EXERCISE PROMPT:
Copy out every one of the items below, keeping each line unchanged.

RECORDS FOR PROCESSING:
○ ○ ○ ○
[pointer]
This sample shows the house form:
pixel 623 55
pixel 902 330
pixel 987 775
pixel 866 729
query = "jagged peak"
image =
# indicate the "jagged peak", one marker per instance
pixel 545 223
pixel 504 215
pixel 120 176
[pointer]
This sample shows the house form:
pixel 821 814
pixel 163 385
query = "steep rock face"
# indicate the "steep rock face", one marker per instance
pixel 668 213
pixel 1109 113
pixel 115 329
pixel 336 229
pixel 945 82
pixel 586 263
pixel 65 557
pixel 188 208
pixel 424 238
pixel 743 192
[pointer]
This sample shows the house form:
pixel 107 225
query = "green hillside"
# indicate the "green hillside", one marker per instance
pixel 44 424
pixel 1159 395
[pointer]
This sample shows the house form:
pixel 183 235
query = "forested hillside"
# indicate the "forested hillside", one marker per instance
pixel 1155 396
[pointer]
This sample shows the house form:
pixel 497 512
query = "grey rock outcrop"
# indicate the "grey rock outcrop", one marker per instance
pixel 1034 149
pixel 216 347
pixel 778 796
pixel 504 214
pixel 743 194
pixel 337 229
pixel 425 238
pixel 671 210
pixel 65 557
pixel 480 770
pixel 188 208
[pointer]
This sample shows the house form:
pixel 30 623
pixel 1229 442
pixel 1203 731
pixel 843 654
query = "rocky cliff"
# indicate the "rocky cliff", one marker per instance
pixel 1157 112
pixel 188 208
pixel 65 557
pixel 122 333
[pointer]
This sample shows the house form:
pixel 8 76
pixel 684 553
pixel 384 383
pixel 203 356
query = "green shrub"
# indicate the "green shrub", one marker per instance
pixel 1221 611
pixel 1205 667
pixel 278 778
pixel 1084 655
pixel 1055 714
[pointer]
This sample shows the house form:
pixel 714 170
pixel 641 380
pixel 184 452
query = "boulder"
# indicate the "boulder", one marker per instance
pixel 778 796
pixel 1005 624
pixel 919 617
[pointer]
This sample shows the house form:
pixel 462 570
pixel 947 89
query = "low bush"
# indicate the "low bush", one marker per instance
○ ○ ○ ○
THE OUTPUT:
[pointer]
This sample shows the house form:
pixel 623 55
pixel 902 330
pixel 987 775
pixel 866 729
query = "jagged peak"
image =
# indicate the "jagged peak", one marker per instance
pixel 545 223
pixel 504 215
pixel 120 176
[pointer]
This sample shows the house form:
pixel 821 814
pixel 163 385
query = "steep rock face"
# indicate the "steep rock face", one marker per instance
pixel 668 213
pixel 1109 113
pixel 115 329
pixel 336 229
pixel 945 82
pixel 586 263
pixel 65 557
pixel 188 208
pixel 424 238
pixel 743 192
[pointer]
This sample shows the house form:
pixel 107 225
query = "green hillside"
# indicate the "green hillside", one marker per instance
pixel 44 424
pixel 1159 395
[pointer]
This sample shows the house form:
pixel 183 235
query = "forested hillside"
# indicate the "forested hillside", one marker per instance
pixel 1155 396
[pointer]
This sample shows the house form:
pixel 497 512
query = "grey rock outcrop"
# indicate the "grey rock outcrop", one marker per instance
pixel 1034 149
pixel 216 347
pixel 778 796
pixel 504 214
pixel 743 194
pixel 337 229
pixel 425 238
pixel 671 210
pixel 65 557
pixel 480 770
pixel 188 208
[pointer]
This sample shows the house form:
pixel 30 623
pixel 1229 442
pixel 1203 731
pixel 843 654
query = "rocky cliff"
# indicate the "rocky cliff", one marker per instance
pixel 1157 112
pixel 188 208
pixel 65 557
pixel 122 333
[pointer]
This sample shows the house form:
pixel 8 76
pixel 684 553
pixel 384 383
pixel 203 356
query = "green shrub"
# indicate the "green shrub", one marker per instance
pixel 1221 611
pixel 1205 667
pixel 278 778
pixel 1084 655
pixel 1055 714
[pointer]
This sample shows the house form:
pixel 714 170
pixel 641 380
pixel 184 452
query = "boulder"
# indicate the "boulder", one marker per instance
pixel 778 796
pixel 1005 624
pixel 919 617
[pointer]
This sample shows the house form:
pixel 462 570
pixel 947 89
query = "low bush"
# indicate the "low bush", one marker per instance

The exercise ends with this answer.